● **What to produce**
Retype exactly and only the lines from the one that contains "[locate] small white" through the final line of the data; pictures are left out.

● **Given data**
.....

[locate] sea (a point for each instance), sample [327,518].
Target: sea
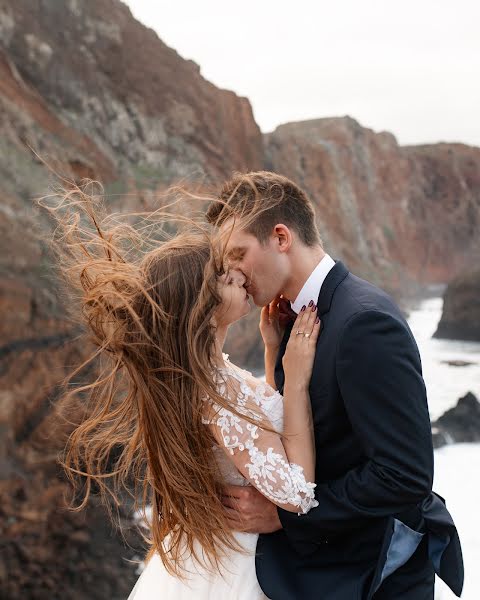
[457,466]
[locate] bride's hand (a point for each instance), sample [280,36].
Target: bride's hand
[271,326]
[301,348]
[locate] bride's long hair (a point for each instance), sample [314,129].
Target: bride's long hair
[147,300]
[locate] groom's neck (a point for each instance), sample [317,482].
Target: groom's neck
[303,261]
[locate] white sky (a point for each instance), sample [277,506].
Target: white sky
[411,67]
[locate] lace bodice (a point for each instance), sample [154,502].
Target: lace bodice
[254,451]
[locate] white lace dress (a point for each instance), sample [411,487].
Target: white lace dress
[263,463]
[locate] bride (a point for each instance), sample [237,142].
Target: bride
[170,414]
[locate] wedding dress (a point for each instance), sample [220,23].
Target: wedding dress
[268,470]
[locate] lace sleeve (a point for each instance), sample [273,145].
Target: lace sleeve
[256,452]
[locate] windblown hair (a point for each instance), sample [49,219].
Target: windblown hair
[262,199]
[147,304]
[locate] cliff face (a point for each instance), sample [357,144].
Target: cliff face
[96,94]
[396,215]
[461,309]
[110,86]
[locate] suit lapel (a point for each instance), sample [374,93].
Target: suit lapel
[334,278]
[332,281]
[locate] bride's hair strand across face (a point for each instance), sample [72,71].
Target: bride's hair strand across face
[147,304]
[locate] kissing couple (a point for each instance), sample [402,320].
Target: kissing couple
[313,483]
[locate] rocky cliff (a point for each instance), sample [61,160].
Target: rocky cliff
[396,215]
[461,308]
[96,94]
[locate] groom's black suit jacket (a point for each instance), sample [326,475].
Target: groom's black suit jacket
[378,525]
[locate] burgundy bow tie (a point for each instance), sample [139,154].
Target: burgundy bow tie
[286,314]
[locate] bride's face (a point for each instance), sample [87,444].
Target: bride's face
[235,300]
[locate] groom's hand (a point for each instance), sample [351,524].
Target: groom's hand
[249,511]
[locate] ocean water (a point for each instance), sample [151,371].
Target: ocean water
[445,383]
[455,465]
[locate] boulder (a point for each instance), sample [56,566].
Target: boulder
[459,424]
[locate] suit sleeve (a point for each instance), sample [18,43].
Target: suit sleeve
[380,380]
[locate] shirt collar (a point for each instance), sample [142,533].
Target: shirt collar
[311,288]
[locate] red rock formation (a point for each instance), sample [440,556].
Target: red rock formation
[396,215]
[461,308]
[97,94]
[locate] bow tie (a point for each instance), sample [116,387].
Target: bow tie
[286,314]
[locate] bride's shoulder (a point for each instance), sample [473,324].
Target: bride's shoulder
[257,386]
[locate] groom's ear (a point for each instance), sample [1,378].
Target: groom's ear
[283,237]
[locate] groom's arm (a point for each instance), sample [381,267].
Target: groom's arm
[380,380]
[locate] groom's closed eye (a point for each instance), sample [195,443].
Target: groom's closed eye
[236,255]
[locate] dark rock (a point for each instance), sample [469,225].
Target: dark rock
[459,424]
[461,308]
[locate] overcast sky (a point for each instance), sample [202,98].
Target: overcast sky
[411,67]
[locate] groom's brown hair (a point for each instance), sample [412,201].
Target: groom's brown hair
[263,199]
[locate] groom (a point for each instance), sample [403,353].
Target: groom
[379,531]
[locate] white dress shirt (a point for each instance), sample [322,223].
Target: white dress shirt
[311,288]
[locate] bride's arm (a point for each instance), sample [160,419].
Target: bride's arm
[281,467]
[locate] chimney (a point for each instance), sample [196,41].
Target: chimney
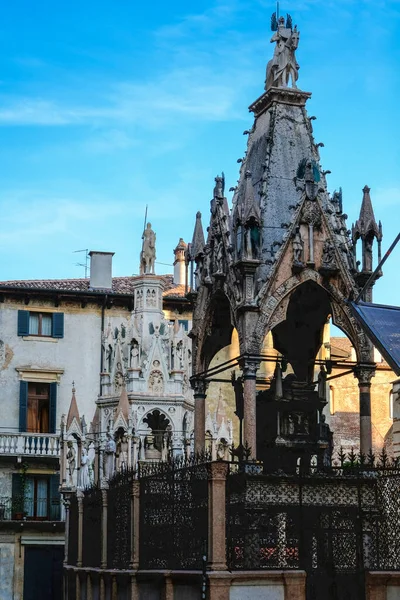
[179,263]
[101,270]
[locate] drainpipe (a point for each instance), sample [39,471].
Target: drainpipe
[103,308]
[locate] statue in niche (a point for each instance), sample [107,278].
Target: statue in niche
[135,352]
[148,254]
[71,460]
[139,299]
[298,247]
[322,383]
[252,239]
[219,256]
[368,254]
[206,270]
[84,472]
[349,256]
[283,65]
[122,453]
[156,383]
[109,356]
[119,377]
[179,354]
[109,460]
[328,254]
[219,188]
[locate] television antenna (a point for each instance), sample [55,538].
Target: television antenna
[85,265]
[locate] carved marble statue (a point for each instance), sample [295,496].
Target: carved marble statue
[109,458]
[206,269]
[252,239]
[368,255]
[148,254]
[298,247]
[122,452]
[84,472]
[71,459]
[328,254]
[135,355]
[219,187]
[283,65]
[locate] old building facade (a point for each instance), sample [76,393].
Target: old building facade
[119,348]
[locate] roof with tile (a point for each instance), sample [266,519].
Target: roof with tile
[120,286]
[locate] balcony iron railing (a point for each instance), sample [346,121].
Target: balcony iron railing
[45,509]
[30,444]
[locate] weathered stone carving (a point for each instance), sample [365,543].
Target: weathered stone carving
[298,247]
[283,65]
[109,458]
[148,254]
[156,383]
[328,255]
[219,188]
[71,459]
[311,214]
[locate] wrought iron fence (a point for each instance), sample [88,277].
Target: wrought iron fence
[91,527]
[335,523]
[174,514]
[119,520]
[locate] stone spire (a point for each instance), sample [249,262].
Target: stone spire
[73,412]
[198,240]
[366,225]
[366,229]
[123,404]
[179,262]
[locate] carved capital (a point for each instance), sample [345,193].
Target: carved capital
[365,373]
[249,367]
[217,470]
[199,387]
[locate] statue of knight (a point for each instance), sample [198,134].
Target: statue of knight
[283,64]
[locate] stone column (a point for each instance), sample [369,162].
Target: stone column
[66,502]
[217,472]
[79,496]
[200,389]
[104,499]
[114,588]
[364,374]
[89,591]
[396,418]
[169,589]
[249,368]
[135,524]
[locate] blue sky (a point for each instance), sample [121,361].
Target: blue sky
[108,106]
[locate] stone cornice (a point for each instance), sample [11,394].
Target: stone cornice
[291,96]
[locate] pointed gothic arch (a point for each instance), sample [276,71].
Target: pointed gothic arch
[213,326]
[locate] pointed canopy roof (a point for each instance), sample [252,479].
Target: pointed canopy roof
[73,412]
[366,224]
[198,240]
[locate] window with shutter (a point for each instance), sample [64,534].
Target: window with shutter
[23,322]
[23,405]
[42,324]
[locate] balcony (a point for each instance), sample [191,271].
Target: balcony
[44,509]
[29,444]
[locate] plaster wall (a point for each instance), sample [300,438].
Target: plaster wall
[77,353]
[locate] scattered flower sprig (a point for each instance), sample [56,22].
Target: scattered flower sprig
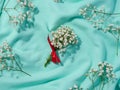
[58,1]
[26,11]
[115,31]
[76,87]
[61,39]
[8,60]
[104,73]
[97,17]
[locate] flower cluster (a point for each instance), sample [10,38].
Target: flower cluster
[115,31]
[26,11]
[8,61]
[92,14]
[75,87]
[58,1]
[104,73]
[63,37]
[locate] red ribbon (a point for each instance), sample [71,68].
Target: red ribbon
[55,58]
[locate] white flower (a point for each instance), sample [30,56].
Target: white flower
[63,37]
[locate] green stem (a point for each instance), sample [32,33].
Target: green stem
[48,61]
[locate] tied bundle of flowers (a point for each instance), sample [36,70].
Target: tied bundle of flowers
[61,39]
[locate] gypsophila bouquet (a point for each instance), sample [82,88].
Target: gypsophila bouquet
[8,61]
[104,73]
[61,39]
[25,13]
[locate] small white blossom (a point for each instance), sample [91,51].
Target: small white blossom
[63,37]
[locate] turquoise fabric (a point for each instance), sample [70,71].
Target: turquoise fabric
[32,47]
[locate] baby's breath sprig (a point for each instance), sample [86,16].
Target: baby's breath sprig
[104,73]
[97,17]
[25,17]
[115,31]
[75,87]
[58,1]
[8,60]
[61,39]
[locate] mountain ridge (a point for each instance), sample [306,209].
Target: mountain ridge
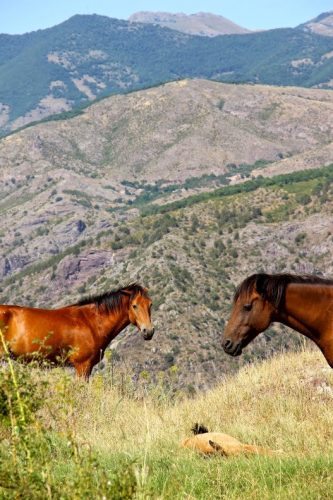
[61,68]
[201,23]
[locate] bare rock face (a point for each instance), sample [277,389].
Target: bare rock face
[9,265]
[75,270]
[202,23]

.....

● **Result of the exercise**
[locate] small white blossom (a point for each instance), sample [91,51].
Target: small white blossom
[63,37]
[locate] turquoise fabric (a point for each instance), sample [70,71].
Target: turquoise fabric
[32,47]
[locate] baby's breath sprig (a point for each instance), sample [86,16].
Target: baby's breath sprig
[104,73]
[97,17]
[25,17]
[115,31]
[75,87]
[58,1]
[8,60]
[61,39]
[locate] mountain ridge (a point for each instance), sample [306,209].
Target: mountain ridge
[61,68]
[201,23]
[locate] bare rock face (a point for each instance), sample [277,389].
Target: bare rock face
[9,265]
[75,270]
[202,23]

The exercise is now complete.